→ Given records
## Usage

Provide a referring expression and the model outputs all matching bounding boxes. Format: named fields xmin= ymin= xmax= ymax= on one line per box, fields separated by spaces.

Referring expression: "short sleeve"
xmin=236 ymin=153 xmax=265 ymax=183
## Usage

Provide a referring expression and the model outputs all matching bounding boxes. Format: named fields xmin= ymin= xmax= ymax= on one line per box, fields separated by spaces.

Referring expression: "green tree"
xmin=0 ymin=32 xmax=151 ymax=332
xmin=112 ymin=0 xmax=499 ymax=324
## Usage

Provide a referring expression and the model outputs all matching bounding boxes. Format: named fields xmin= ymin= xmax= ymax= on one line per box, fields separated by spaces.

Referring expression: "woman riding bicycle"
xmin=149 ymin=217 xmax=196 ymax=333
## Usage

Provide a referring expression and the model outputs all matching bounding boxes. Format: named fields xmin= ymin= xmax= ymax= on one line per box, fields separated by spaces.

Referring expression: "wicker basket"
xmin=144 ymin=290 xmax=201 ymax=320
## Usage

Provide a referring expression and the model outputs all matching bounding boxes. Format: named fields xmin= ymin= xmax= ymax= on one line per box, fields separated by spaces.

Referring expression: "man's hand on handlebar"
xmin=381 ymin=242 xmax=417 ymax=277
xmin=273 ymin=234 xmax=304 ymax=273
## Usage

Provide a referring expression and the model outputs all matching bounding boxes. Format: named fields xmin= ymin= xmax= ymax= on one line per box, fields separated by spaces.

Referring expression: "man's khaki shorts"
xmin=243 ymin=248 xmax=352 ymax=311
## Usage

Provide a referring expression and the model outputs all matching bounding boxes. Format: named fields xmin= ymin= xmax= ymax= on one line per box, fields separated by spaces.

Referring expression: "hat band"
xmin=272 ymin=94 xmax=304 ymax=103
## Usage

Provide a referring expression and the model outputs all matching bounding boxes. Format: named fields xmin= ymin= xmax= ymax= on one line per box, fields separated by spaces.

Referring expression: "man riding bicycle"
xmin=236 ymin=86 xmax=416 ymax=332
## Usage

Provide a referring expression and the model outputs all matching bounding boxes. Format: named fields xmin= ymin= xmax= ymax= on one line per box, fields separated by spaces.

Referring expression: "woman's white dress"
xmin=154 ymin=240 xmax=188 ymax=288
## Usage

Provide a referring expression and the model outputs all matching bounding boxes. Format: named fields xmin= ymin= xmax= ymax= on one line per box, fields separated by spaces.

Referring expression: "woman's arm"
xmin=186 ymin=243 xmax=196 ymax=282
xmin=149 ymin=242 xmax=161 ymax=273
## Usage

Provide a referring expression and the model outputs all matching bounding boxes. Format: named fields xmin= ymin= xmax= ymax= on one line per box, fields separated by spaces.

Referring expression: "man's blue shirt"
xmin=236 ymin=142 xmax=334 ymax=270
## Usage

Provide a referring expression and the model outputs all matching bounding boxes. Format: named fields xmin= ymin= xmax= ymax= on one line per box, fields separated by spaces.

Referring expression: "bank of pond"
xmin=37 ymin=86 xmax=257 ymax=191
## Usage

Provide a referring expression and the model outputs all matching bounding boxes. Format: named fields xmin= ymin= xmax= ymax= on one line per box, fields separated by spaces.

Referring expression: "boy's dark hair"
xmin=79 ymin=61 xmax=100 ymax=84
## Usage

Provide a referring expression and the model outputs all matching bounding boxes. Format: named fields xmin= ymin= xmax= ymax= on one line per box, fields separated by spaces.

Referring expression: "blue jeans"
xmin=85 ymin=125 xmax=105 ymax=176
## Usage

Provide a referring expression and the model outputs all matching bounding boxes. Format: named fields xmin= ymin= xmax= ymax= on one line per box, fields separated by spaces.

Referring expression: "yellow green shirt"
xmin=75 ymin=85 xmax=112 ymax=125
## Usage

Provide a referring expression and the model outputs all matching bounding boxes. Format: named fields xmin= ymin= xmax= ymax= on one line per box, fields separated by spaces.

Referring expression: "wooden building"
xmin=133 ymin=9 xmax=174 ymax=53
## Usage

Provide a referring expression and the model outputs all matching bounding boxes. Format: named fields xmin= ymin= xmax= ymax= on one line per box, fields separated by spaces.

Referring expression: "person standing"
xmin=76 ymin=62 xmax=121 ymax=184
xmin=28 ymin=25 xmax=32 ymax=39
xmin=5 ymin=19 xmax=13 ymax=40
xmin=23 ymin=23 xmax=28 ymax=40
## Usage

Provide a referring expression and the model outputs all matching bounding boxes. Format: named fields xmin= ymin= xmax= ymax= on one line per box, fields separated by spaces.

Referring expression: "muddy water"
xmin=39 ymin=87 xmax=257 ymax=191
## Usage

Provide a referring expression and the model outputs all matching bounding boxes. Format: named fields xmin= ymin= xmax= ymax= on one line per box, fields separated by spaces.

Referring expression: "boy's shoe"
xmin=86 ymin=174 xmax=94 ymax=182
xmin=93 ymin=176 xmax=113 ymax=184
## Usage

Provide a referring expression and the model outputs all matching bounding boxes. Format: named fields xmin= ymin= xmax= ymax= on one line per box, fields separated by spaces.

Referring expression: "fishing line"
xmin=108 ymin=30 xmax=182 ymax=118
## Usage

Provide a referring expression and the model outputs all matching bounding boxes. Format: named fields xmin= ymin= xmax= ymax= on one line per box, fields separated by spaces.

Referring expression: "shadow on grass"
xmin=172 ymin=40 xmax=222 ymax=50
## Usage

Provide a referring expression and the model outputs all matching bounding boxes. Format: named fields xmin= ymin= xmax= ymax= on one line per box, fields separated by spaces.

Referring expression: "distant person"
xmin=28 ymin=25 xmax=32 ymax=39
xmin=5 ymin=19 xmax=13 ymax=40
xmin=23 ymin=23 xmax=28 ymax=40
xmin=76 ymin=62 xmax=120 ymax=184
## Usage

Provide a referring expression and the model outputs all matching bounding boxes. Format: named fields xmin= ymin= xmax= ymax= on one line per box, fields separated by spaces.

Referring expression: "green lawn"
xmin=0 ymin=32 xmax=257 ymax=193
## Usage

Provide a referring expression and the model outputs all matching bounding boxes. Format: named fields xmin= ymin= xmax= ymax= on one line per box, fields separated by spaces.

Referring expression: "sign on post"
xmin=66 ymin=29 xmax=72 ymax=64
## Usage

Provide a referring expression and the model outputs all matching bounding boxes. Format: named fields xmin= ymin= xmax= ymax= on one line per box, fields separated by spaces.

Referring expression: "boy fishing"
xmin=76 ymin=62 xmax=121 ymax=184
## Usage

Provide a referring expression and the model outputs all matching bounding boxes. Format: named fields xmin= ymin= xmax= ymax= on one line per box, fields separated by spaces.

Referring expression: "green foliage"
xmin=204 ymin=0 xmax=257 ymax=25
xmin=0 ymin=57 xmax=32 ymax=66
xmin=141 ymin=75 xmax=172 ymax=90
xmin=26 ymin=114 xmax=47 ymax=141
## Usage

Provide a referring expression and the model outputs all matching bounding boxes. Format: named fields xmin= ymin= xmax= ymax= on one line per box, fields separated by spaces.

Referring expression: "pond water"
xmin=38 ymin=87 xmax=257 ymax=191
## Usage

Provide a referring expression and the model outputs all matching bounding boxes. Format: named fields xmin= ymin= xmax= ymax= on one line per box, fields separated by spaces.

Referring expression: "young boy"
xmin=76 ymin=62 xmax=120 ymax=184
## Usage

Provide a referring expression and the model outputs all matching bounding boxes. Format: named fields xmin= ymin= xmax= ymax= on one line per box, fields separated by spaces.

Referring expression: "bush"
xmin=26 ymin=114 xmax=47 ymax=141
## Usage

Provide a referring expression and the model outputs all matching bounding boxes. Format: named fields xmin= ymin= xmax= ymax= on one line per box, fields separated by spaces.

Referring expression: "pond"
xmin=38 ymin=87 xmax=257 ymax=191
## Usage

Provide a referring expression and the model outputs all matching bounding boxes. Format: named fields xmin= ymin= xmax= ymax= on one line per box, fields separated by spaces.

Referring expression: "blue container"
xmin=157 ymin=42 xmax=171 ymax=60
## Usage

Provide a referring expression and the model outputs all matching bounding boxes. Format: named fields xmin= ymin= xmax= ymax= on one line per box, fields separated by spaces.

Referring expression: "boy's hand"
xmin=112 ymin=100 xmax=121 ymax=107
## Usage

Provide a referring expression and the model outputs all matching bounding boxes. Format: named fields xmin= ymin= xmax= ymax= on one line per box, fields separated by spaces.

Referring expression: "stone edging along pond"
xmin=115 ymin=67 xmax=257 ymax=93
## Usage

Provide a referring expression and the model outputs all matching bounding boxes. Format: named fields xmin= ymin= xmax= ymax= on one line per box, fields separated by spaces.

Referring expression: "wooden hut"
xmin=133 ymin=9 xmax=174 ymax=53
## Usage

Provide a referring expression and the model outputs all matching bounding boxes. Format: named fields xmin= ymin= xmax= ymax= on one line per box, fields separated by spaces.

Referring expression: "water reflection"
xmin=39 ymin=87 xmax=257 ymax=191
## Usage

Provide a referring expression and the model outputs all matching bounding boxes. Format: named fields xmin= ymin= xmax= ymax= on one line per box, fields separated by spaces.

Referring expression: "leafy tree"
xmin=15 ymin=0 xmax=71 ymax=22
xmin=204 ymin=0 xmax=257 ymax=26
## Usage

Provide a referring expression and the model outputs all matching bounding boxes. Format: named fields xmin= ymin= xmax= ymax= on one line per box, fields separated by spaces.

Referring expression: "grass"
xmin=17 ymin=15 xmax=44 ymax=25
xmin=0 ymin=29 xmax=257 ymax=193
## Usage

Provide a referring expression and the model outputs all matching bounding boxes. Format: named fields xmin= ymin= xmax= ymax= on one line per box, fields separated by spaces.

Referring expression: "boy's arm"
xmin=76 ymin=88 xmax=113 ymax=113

→ Given request
Reproduce the material from its beginning up to and including the line containing "xmin=236 ymin=153 xmax=265 ymax=183", substituting "long sleeve" for "short sleeve" and leaving everything else unchanged. Provide only those lines.

→ Written response
## Usage

Provide a referring expression and the model outputs all matching bounding boxes. Format: named fields xmin= ymin= xmax= ymax= on one line per box, fields separated by spaces.

Referring expression: "long sleeve"
xmin=236 ymin=153 xmax=265 ymax=183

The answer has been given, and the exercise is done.